GIVEN EXERCISE:
Reproduce the data below word for word, keeping every line in its original order.

EXERCISE INPUT:
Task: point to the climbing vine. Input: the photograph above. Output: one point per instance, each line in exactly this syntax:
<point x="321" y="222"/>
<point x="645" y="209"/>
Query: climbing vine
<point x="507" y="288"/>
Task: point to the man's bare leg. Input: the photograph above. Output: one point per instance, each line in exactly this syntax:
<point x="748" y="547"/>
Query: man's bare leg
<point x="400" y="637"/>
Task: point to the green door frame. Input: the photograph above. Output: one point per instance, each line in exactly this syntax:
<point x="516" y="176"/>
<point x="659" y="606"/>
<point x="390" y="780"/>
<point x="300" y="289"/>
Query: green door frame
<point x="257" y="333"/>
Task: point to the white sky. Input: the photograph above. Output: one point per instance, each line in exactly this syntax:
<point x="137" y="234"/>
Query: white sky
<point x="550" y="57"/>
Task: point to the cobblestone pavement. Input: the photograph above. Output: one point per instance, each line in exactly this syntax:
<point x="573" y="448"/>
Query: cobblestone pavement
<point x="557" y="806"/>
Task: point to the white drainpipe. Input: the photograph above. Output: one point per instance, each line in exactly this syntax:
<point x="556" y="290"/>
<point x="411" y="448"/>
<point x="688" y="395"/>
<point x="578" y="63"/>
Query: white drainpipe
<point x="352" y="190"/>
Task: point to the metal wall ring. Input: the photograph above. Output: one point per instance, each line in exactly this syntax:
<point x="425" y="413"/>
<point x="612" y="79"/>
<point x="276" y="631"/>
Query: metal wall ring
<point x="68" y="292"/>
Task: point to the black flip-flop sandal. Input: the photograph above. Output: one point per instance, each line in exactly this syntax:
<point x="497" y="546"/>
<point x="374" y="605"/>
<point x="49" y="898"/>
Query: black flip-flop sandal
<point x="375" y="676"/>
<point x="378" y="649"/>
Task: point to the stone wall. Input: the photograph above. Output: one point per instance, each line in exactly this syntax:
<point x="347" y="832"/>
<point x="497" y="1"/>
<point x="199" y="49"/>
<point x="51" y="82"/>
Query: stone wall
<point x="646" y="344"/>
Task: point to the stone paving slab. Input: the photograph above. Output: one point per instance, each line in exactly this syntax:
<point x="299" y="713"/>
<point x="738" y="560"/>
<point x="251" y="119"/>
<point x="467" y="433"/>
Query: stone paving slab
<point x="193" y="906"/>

WRITTEN ANSWER:
Task: point to the climbing vine. Input: the photograph above. Output: one point per instance, each line in exactly this syntax:
<point x="321" y="222"/>
<point x="645" y="209"/>
Query: climbing vine
<point x="507" y="288"/>
Task: point to the man's bare leg. Input: the photograph above. Output: one point per instance, each line in exactly this syntax:
<point x="748" y="547"/>
Query: man's bare leg
<point x="400" y="637"/>
Task: point to the green door frame. Input: the photograph above. Output: one point per instance, each line in exactly this syntax:
<point x="516" y="176"/>
<point x="659" y="606"/>
<point x="390" y="780"/>
<point x="300" y="289"/>
Query: green door frame
<point x="257" y="333"/>
Task: point to the white sky. Input: the photograph above. Output: one point per instance, each line in exactly this syntax:
<point x="137" y="234"/>
Query: white sky
<point x="550" y="57"/>
Task: point to the cobblestone pavement. Input: the photograph above. Output: one point per instance, each line in exactly this syntax:
<point x="573" y="448"/>
Query: cobblestone pavement
<point x="557" y="806"/>
Task: point to the white drainpipe. Input: the photograph above. Output: one point per instance, each line in exactly this syntax:
<point x="556" y="290"/>
<point x="411" y="448"/>
<point x="688" y="395"/>
<point x="578" y="63"/>
Query: white drainpipe
<point x="352" y="190"/>
Task: point to the metal wall ring. Input: the photograph above. Output: one point per instance, each line in exactly this syntax:
<point x="425" y="413"/>
<point x="612" y="79"/>
<point x="276" y="631"/>
Query: metal wall ring
<point x="68" y="292"/>
Task: point to the black flip-flop sandal. Input: the photograph above. Output: one point per instance, each line in exactly this syntax:
<point x="497" y="546"/>
<point x="374" y="605"/>
<point x="49" y="898"/>
Query: black flip-flop sandal
<point x="375" y="676"/>
<point x="378" y="649"/>
Task: point to the stone wall. Input: the photograph above. Output: one point per instance, each line in exactly this syntax:
<point x="347" y="832"/>
<point x="497" y="1"/>
<point x="199" y="49"/>
<point x="51" y="82"/>
Query: stone wall
<point x="646" y="344"/>
Task: point to the stone paving slab. Input: the photograph above. Output: one point per instance, each line in exactly this syntax:
<point x="299" y="713"/>
<point x="738" y="560"/>
<point x="251" y="119"/>
<point x="467" y="433"/>
Query: stone paving slab
<point x="193" y="906"/>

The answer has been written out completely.